COMPLETE THE FOLLOWING:
1/ From the header of the book review below, list the publication details given for Black Moon.
2/ Summarize the book review below in two sentences.
3/ In the book review below, what does the sight of another person sleeping produce in the insomniacs of Black Moon?

Bad moon on the rise
Black Moon By Kenneth Calhoun Hogarth, 288pp, $24.99 Sleep Donation By Karen Russell Atavist Books, ebook, $US3.99 BLACK Moon and Sleep Donation offer uncomfortable bedtime reading. Each asks what might happen if the world were engulfed by an epidemic of insomnia.
American writer Kenneth Calhoun, in his debut novel, focuses on the lives of people struggling to deal with the unexplained change, which has rendered almost everyone unable to sleep. The effects are described in sometimes horrific detail, as ordinary people are transformed by days of exhaustion into a delirious, incompetent state.
Once the insomnia reaches its final stages, people are unable to function or communicate. Society soon breaks down, and insomniacs are left to wander their former homes and neighbourhoods in a grotesque, animal-like existence. The insomniacs are far from benign. The sight of another person sleeping produces a ‘‘grotesque mutation of resentment’’ that triggers a primal rage. They sleepless become mindless zombies, with no goal other than to destroy the object of their hatred.
Black Moon is an atypical vision of the apocalypse. Major questions are left unanswered, such as what brought on the change, and what the future might hold for humanity. Many speculate about the causes of the phenomena, but no one gets further than the observation of one character that ‘‘a black moon had risen, a sphere of sleeplessness that pulled at the tides of blood — an invisible explanation for the madness welling inside’’.

GIVEN ENTRIES:
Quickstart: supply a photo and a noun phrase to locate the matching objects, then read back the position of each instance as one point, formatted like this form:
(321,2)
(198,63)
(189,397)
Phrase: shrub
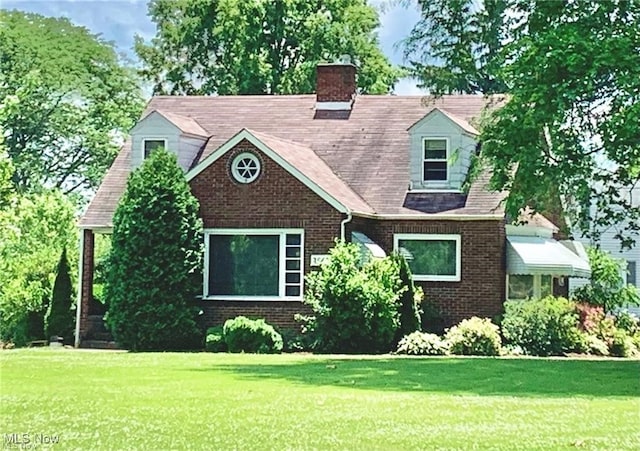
(542,327)
(153,271)
(474,336)
(420,343)
(214,341)
(627,321)
(60,318)
(294,341)
(606,287)
(242,334)
(596,346)
(621,345)
(410,300)
(355,306)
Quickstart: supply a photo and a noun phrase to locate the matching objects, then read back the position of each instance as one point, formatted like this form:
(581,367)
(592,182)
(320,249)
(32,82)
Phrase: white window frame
(424,160)
(434,237)
(147,138)
(235,172)
(282,233)
(537,286)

FINAL ANSWERS:
1/
- Author: Kenneth Calhoun
- Publisher: Hogarth
- Length: 288 pages
- Price: $24.99

2/ Black Moon and Sleep Donation both imagine a world overtaken by an epidemic of insomnia, and Kenneth Calhoun's debut novel Black Moon follows people who are driven by exhaustion into a delirious state as society breaks down. The sleepless become rage-filled, zombie-like figures who attack anyone they see sleeping, and the novel leaves major questions unanswered, such as what caused the change and what lies ahead for humanity.

3/ It produces a "grotesque mutation of resentment" that triggers a primal rage.